***** Data lines

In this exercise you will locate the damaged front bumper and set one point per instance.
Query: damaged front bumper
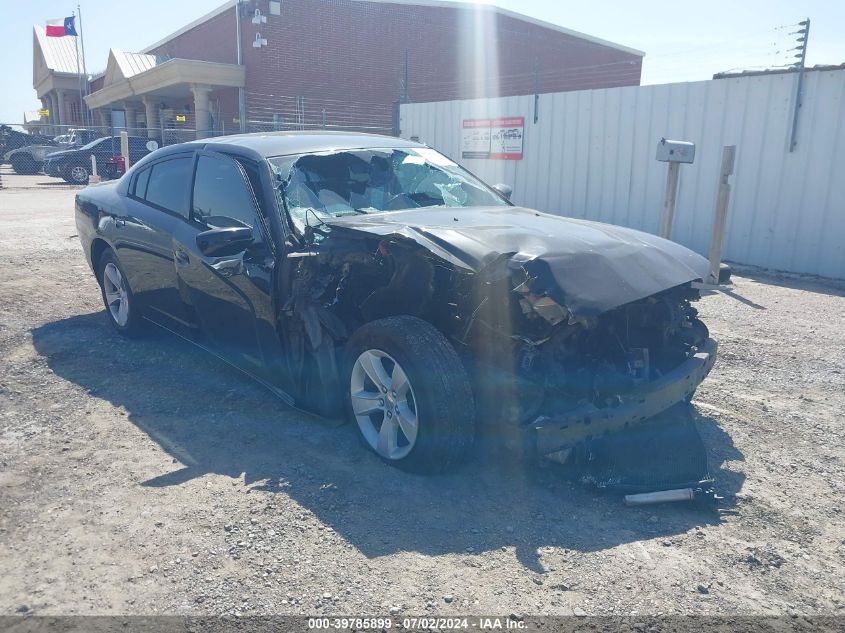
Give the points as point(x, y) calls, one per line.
point(559, 432)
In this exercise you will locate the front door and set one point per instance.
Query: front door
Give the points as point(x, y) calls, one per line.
point(231, 295)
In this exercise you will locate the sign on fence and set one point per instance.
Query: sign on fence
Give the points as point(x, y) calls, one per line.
point(492, 138)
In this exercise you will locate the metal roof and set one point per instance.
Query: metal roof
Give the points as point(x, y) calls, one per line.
point(777, 71)
point(59, 52)
point(131, 64)
point(446, 4)
point(287, 143)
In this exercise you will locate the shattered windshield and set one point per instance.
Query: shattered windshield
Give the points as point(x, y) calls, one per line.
point(334, 184)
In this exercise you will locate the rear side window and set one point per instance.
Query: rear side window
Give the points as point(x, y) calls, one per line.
point(168, 185)
point(141, 180)
point(222, 194)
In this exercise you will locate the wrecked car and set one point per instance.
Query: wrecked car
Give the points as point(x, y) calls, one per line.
point(373, 278)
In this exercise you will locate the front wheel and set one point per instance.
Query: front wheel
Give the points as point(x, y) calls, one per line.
point(409, 395)
point(25, 164)
point(120, 303)
point(78, 175)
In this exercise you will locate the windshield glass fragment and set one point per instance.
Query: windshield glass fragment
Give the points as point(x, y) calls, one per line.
point(334, 184)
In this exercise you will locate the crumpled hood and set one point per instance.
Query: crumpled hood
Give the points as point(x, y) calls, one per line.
point(596, 266)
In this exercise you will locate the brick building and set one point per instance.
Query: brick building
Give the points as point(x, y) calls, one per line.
point(339, 64)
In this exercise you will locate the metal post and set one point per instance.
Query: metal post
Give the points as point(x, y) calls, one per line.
point(241, 93)
point(669, 200)
point(405, 87)
point(799, 91)
point(721, 212)
point(94, 178)
point(161, 123)
point(124, 149)
point(90, 115)
point(81, 121)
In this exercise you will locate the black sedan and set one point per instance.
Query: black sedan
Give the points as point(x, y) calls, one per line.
point(372, 277)
point(74, 165)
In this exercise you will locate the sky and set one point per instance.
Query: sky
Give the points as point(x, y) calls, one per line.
point(683, 41)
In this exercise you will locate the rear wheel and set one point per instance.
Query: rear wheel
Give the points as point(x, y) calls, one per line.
point(409, 395)
point(121, 309)
point(25, 164)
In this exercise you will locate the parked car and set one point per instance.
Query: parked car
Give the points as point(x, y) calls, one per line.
point(30, 159)
point(372, 277)
point(12, 141)
point(74, 165)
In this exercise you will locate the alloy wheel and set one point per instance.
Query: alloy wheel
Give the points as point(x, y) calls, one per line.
point(117, 298)
point(384, 405)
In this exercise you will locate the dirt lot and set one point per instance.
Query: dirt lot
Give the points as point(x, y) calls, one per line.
point(143, 477)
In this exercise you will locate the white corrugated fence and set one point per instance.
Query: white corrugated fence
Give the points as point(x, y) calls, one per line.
point(591, 154)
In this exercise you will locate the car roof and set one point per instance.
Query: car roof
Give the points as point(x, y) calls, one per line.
point(284, 143)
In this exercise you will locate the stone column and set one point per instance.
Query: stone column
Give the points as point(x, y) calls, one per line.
point(131, 118)
point(201, 108)
point(60, 107)
point(151, 112)
point(103, 119)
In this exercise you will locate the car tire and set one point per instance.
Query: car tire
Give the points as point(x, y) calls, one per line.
point(403, 372)
point(77, 175)
point(25, 165)
point(121, 308)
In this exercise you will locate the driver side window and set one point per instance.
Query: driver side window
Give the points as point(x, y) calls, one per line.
point(222, 194)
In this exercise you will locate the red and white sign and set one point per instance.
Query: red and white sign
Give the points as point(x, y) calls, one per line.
point(499, 139)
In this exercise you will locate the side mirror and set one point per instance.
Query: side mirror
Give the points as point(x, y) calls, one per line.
point(505, 190)
point(225, 241)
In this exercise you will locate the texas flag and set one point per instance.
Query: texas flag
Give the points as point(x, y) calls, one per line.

**********

Exercise directions: Copy the records above line for line, without any changes, and omit the pictures from your copy.

Final result:
In this exercise you will locate the damaged front bumper and set one point per instance.
Query: damaged front bumper
Give the points as point(x, y) calls, one per line.
point(559, 432)
In this exercise you will locate the front door and set one point per instance.
Query: front door
Give the points as point(x, y) calls, one per line.
point(231, 295)
In this exercise you will locate the sign on fence and set one point per instance.
Query: sign on fence
Give the points as point(x, y) calls, one per line.
point(492, 138)
In this exercise you will locate the metal roof and set one point per instance.
Query: metal roof
Give the points as point(x, y) calls, one per line.
point(777, 71)
point(59, 52)
point(131, 64)
point(446, 4)
point(287, 143)
In this exercise you will locate the shattered windshield and set one point per instance.
Query: shattered windshield
Give the points as point(x, y) calls, one per line.
point(334, 184)
In this exercise you will locate the rear side window and set one point per instance.
Query: rear side window
Give the points as point(x, y) calls, one per line.
point(168, 185)
point(141, 180)
point(222, 194)
In this exercise you will locate the wrecked car and set one point per instance.
Query: wrecked car
Give the points as point(x, y) calls, one per line.
point(373, 278)
In this exercise you will locate the front wheel and set one point per instance.
Query: front wheel
Give the points as point(x, y) calls, one per line.
point(409, 395)
point(25, 164)
point(120, 303)
point(78, 175)
In this exercise you will locate the windshield glass fragment and set one point per instance.
Query: windshield glass fragment
Give the points as point(x, y) calls, one per line.
point(334, 184)
In this exercise you will locate the crumpled hood and set one point per instance.
Query: crumpled hood
Give the points as point(x, y) calls, one per line.
point(596, 266)
In this exercise you will locate the brick building and set one point per instance.
Query: brick building
Give the points as point(x, y) calls, one per line.
point(339, 64)
In this exercise you will locate the metal post and set one point per instance.
Query: metal post
Give the points as point(x, y) calls, one per line.
point(241, 93)
point(669, 200)
point(405, 87)
point(799, 91)
point(721, 212)
point(94, 178)
point(161, 123)
point(124, 149)
point(90, 115)
point(81, 121)
In this exercise you will locate the black sedan and set one point per instance.
Query: black sedan
Give the points as point(x, y) calls, one per line.
point(372, 277)
point(74, 165)
In this exercise you will locate the sky and set one point per instance.
Query: sky
Give the points as point(x, y) calls, one per line.
point(683, 41)
In this exercise you will locate the rear wheel and set one point per instance.
Query: rear wheel
Give the points as point(x, y) calls, one per line.
point(409, 395)
point(121, 309)
point(25, 164)
In this exercise you will locate the parked car and set one point per instance.
Query: parked car
Give the points as point(x, y) calls, one per line.
point(30, 159)
point(372, 277)
point(12, 141)
point(74, 165)
In this exercise you will locate the alloy wheel and set one point per instance.
Query: alloy wheel
Give the points as point(x, y) calls, one per line.
point(117, 298)
point(384, 405)
In this exercise you will locate the dirt lot and set one point per instance.
Query: dirt lot
Give the points as point(x, y) calls, one per line.
point(143, 477)
In this exercise you will locate the white corrugated fence and set one point per instance.
Query: white corrugated fence
Give the points as point(x, y) calls, one per line.
point(591, 154)
In this exercise you will locate the car roof and set one point per instance.
Query: car roof
Give the points as point(x, y) calls, one per line.
point(284, 143)
In this exercise you will locate the stone column and set one point per instance.
Query: stone column
Give the points as point(x, y) calls, one per line.
point(131, 118)
point(201, 108)
point(60, 107)
point(151, 112)
point(103, 119)
In this exercise you will locate the car tire and set one point per instance.
Query: car tire
Give the points as point(x, y) calls, one per line.
point(403, 372)
point(77, 175)
point(25, 165)
point(121, 308)
In this exercise you will locate the driver side window and set one point per instance.
Query: driver side window
Give the points as point(x, y) calls, one per line.
point(222, 194)
In this exercise you will locate the red and white sign and set one point per instance.
Query: red and white sign
Give the points as point(x, y) calls, one per line.
point(499, 139)
In this exercise you will locate the side mirror and set one point per instance.
Query: side mirror
Give the points as point(x, y) calls, one per line.
point(505, 190)
point(225, 241)
In this exercise you will locate the texas flag and set one point per instance.
Query: texas flag
Give the points as point(x, y) calls, one per line.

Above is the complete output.